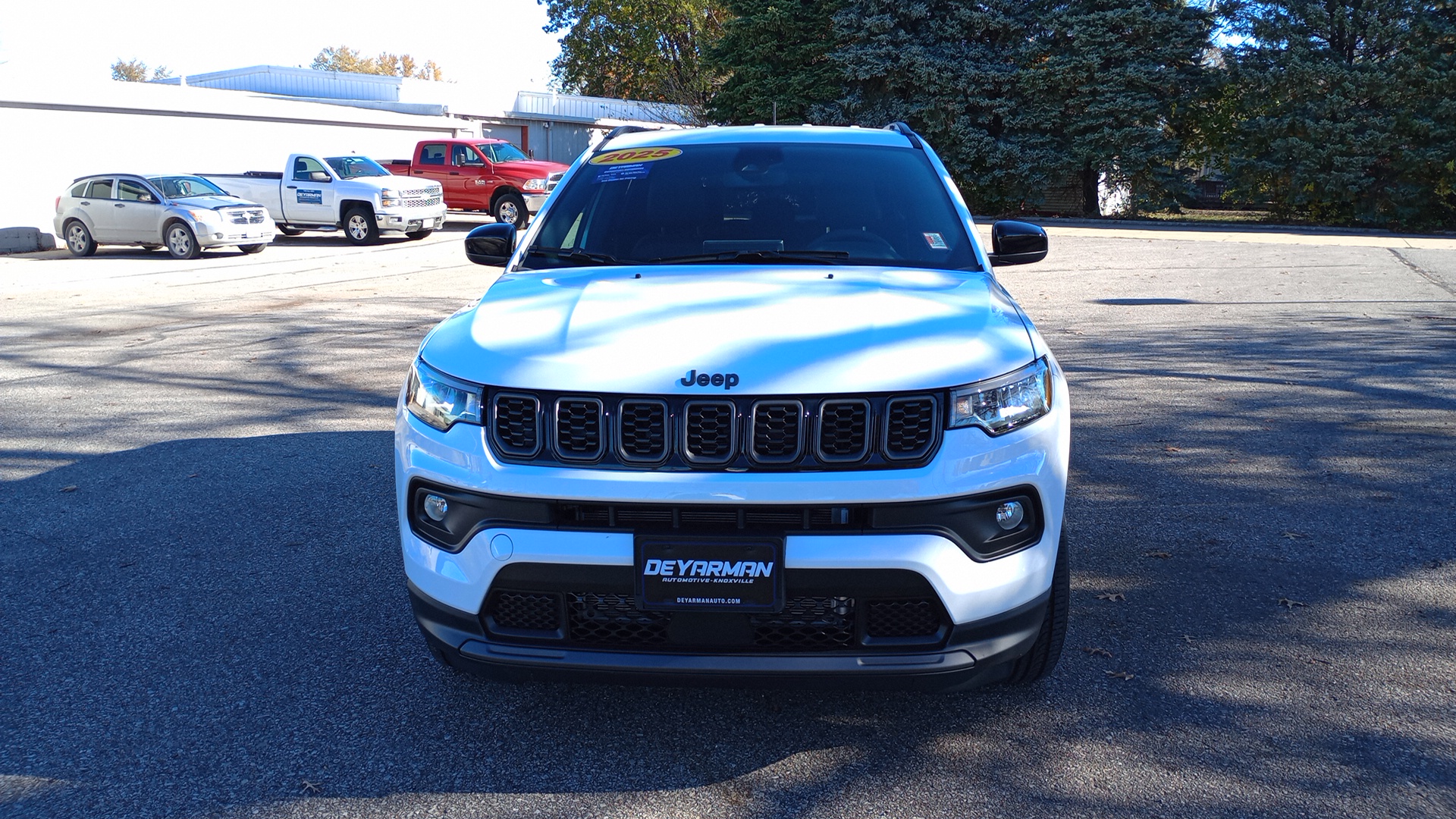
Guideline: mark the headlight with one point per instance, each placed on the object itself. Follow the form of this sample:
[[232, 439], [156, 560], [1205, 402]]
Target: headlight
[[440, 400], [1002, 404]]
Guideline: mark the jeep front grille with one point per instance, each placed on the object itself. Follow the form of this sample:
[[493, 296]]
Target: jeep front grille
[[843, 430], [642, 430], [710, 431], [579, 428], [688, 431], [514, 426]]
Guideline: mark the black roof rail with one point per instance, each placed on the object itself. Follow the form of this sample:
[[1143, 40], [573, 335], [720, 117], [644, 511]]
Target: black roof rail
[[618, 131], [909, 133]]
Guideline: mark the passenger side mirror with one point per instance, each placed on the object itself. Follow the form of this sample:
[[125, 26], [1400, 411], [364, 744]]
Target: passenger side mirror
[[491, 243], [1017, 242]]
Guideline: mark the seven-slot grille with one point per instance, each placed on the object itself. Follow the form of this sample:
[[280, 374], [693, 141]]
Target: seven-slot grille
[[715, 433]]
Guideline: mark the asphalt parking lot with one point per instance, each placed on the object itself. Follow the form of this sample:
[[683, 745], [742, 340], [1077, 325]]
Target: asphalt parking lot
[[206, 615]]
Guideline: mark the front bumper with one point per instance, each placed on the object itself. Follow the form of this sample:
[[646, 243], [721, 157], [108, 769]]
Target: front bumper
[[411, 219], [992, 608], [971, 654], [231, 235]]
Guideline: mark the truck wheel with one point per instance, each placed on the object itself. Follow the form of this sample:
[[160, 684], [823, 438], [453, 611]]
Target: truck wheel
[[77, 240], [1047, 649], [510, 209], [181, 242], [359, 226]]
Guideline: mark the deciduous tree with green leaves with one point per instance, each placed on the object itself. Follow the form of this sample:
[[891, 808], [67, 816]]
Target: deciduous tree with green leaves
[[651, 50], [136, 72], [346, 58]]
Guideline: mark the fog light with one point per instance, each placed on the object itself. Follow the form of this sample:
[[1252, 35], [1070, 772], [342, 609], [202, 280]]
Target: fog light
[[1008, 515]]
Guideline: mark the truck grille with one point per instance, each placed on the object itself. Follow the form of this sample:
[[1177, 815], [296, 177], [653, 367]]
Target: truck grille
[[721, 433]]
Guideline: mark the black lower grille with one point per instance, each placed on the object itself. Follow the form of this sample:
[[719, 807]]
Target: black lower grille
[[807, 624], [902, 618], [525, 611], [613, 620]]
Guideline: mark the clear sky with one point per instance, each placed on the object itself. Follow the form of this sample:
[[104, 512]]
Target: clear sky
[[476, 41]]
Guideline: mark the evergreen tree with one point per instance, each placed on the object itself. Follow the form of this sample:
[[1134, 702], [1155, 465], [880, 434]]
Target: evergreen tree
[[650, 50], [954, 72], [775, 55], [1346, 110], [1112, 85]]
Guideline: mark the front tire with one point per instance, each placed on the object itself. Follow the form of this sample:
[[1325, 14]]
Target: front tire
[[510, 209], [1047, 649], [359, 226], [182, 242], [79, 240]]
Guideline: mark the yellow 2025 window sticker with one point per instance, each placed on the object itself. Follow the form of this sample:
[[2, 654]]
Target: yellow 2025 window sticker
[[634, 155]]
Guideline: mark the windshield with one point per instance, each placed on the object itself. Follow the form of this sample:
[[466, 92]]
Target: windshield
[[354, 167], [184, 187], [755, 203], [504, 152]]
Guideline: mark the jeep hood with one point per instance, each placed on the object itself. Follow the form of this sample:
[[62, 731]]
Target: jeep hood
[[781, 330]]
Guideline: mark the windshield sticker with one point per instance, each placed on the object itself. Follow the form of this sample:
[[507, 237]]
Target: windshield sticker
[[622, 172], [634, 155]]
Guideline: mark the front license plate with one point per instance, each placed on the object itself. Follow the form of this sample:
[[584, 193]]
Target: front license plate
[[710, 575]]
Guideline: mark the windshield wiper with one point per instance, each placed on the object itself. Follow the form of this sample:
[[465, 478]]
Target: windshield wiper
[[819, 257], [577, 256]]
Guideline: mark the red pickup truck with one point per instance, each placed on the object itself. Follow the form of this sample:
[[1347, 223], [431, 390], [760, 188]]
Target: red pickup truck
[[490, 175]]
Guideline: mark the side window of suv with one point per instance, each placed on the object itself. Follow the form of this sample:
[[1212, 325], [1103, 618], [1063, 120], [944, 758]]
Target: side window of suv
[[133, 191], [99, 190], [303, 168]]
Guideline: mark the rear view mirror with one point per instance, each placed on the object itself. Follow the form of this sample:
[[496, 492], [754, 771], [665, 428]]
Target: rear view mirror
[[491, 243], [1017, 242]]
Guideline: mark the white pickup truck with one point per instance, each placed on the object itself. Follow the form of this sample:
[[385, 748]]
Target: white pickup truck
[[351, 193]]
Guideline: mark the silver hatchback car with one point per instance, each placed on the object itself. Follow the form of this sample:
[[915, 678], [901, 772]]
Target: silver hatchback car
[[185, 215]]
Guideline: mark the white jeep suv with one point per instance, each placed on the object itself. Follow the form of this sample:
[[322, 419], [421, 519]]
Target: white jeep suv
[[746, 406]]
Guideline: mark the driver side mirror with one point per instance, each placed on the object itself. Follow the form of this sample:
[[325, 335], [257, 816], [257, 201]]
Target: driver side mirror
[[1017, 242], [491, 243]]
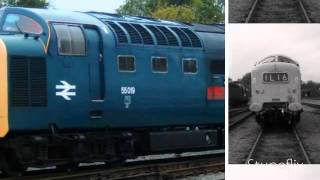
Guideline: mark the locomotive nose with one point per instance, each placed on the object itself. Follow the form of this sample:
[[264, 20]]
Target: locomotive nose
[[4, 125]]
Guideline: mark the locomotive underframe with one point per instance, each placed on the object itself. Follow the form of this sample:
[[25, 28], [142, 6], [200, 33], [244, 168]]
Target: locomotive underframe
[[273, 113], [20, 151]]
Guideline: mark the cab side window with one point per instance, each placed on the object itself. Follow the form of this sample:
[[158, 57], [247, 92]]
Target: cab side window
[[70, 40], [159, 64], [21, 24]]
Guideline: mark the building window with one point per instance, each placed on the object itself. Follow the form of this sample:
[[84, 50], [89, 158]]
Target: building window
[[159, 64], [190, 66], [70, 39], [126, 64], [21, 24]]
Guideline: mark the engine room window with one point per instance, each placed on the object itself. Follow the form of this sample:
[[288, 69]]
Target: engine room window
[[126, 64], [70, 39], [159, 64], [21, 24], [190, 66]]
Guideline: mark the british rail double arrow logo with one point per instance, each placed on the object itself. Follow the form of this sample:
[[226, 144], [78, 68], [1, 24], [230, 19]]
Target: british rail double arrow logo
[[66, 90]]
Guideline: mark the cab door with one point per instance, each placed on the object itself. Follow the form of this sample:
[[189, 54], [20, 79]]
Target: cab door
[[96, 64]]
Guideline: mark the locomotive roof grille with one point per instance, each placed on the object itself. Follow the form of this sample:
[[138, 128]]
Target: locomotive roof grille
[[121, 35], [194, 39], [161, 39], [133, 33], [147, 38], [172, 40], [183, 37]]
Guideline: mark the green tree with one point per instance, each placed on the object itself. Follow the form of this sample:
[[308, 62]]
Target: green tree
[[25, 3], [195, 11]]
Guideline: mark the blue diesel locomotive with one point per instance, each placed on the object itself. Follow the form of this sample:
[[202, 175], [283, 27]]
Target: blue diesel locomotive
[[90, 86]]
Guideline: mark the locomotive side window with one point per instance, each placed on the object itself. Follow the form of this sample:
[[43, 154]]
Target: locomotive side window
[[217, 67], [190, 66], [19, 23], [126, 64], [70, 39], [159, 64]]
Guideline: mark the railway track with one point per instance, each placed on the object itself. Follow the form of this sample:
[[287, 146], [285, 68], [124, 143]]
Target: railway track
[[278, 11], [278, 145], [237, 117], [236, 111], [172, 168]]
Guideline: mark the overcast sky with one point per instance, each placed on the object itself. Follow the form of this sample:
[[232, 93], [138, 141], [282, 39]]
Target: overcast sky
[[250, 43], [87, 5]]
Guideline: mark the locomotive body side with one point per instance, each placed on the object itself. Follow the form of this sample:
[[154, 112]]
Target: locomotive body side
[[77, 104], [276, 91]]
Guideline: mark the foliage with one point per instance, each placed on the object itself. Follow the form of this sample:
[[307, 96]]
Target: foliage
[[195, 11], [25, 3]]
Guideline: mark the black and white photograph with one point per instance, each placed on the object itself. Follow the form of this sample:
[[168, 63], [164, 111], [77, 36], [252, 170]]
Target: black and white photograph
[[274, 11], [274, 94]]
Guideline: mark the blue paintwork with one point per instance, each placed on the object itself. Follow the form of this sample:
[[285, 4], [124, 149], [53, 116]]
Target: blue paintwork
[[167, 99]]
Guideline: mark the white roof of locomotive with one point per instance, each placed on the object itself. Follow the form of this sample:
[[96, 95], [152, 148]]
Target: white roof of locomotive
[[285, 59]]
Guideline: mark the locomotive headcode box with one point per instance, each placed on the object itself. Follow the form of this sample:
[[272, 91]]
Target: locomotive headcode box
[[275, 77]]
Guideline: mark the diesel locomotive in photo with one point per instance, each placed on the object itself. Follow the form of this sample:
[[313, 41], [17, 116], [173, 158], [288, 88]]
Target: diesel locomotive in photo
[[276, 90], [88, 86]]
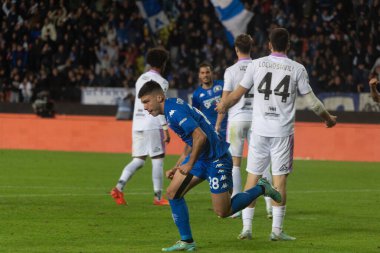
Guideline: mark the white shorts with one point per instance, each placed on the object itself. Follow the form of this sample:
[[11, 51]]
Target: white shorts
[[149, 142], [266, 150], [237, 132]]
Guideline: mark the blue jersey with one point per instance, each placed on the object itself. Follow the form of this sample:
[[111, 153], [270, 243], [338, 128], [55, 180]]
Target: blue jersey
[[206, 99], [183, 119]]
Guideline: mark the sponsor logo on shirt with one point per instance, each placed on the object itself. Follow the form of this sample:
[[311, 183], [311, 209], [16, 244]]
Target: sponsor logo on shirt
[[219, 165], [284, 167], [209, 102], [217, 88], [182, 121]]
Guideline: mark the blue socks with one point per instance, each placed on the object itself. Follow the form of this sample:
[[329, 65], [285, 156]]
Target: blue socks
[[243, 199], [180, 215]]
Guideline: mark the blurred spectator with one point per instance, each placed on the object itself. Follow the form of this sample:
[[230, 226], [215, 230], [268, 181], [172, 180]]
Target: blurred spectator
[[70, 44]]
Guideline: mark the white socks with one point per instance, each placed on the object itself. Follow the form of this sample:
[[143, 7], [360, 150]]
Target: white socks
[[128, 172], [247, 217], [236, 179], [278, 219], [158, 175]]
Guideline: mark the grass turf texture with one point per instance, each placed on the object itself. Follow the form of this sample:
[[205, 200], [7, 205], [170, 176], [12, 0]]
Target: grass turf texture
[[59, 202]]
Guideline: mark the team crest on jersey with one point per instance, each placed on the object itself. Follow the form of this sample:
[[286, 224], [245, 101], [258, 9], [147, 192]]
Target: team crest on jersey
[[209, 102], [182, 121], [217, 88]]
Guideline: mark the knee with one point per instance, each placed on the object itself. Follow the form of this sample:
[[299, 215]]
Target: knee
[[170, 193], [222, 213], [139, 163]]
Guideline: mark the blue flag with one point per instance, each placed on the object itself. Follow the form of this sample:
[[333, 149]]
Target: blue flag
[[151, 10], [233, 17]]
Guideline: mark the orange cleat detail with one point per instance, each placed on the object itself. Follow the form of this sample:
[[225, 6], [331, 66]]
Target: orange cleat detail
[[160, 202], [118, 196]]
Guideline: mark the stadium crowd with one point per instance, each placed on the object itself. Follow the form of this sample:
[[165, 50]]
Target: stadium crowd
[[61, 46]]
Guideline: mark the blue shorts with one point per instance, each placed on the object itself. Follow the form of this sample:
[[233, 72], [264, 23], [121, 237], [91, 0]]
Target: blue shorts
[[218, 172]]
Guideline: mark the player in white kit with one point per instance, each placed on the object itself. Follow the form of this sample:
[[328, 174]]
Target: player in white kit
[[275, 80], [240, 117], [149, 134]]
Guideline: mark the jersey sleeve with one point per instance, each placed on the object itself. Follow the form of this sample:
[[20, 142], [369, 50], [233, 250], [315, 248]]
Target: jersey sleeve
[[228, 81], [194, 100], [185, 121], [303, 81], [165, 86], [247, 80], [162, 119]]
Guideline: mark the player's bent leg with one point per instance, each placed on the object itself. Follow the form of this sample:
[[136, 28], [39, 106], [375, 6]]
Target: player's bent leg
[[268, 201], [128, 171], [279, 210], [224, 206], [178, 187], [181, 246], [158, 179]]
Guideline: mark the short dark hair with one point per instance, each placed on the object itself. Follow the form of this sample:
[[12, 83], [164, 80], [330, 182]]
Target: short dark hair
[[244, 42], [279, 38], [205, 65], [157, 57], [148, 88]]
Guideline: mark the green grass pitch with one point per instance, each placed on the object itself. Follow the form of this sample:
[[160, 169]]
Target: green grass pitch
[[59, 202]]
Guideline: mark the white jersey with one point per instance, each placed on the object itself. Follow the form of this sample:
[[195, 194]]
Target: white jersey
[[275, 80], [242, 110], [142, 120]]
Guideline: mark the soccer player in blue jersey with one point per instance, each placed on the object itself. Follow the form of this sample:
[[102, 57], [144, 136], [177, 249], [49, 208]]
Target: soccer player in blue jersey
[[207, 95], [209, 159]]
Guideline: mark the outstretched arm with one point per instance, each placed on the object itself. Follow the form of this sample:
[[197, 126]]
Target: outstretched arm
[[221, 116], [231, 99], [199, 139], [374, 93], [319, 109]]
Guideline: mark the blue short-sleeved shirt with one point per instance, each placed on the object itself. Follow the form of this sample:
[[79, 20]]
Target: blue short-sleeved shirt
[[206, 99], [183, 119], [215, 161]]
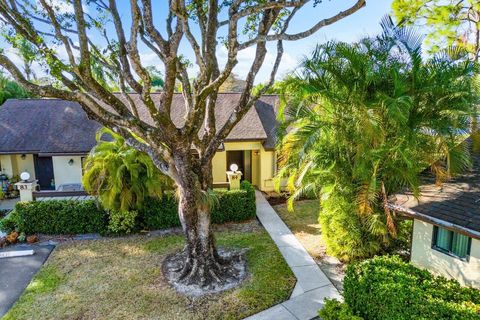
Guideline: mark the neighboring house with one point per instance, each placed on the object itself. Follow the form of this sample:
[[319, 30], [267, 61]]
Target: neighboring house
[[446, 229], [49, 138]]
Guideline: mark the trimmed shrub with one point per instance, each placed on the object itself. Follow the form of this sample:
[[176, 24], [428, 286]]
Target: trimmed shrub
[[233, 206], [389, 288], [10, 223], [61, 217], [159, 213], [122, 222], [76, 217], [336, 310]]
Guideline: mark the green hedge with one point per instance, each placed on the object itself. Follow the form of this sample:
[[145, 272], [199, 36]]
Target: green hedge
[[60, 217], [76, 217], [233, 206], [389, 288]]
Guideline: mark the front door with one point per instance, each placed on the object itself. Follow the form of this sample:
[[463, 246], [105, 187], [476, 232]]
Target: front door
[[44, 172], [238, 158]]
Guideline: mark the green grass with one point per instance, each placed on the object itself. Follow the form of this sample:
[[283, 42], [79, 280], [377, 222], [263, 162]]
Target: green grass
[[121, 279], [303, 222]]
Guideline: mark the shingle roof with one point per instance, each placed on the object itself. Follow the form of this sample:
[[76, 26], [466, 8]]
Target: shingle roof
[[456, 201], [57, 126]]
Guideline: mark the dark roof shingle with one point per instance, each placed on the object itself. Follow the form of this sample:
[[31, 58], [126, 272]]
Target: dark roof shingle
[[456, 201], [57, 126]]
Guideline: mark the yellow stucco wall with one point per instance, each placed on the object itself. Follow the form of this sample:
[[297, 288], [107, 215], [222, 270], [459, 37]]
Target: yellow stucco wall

◇ ◇ ◇ ◇ ◇

## [Direction]
Reproduce the records starting at the line containing "Guideline: mark the player's" and ending at the line containing "[[206, 99], [183, 119], [215, 161]]", substituting "extended arm" for every occurrence of "outstretched arm". Keep everything else in those lines unchanged.

## [Finished exercise]
Guideline: mark the player's bent leg with one point per instance, each placed on the object itself. Follow the form of this sample:
[[136, 28], [39, 106], [375, 6]]
Target: player's bent leg
[[268, 201], [128, 171], [279, 210], [224, 206], [178, 187], [181, 246], [158, 179]]
Guideline: mark the short dark hair with one point per instance, each placed on the object itself. Follow the form of this sample:
[[12, 83], [164, 80], [330, 182]]
Target: short dark hair
[[244, 42], [279, 38], [205, 65], [157, 57], [148, 88]]
Guideline: mark the green grass pitch with one point per instance, each placed on the object itself. Follow the form of this sample:
[[160, 169]]
Target: green grass pitch
[[59, 202]]
Guideline: mark the white jersey with one point per instance, each placed on the object itself. Follow the form of this sample:
[[195, 194]]
Target: white jersey
[[275, 80], [242, 110], [142, 120]]
Guideline: mark the soccer player in blue jersey with one point per instance, each placed on the object itself. Follow the form of this sample:
[[102, 57], [144, 136], [177, 249], [49, 208]]
Target: soccer player in blue jersey
[[207, 95], [209, 159]]
Guideline: mark the extended arm with one point per instance, each placed on the object itself. Follow the form of this sample:
[[197, 126]]
Target: extended arm
[[221, 116], [231, 99], [199, 139], [374, 93], [319, 109]]
Guideline: mark the blue short-sleeved shirt with one point per instance, each placed on the object itself. Follow the form of this sample:
[[79, 20]]
Target: blue short-sleeved shirt
[[206, 99], [183, 119], [215, 161]]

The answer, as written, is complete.